Work through the data and say how many lines contain "Target". The number alone is the answer.

[RECORDED INFORMATION — start]

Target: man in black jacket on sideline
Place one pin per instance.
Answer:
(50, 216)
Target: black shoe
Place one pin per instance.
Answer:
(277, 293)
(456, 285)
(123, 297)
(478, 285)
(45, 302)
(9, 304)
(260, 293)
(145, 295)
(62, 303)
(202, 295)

[RECORDED INFORMATION — finish]

WRITTEN ANSWER: 2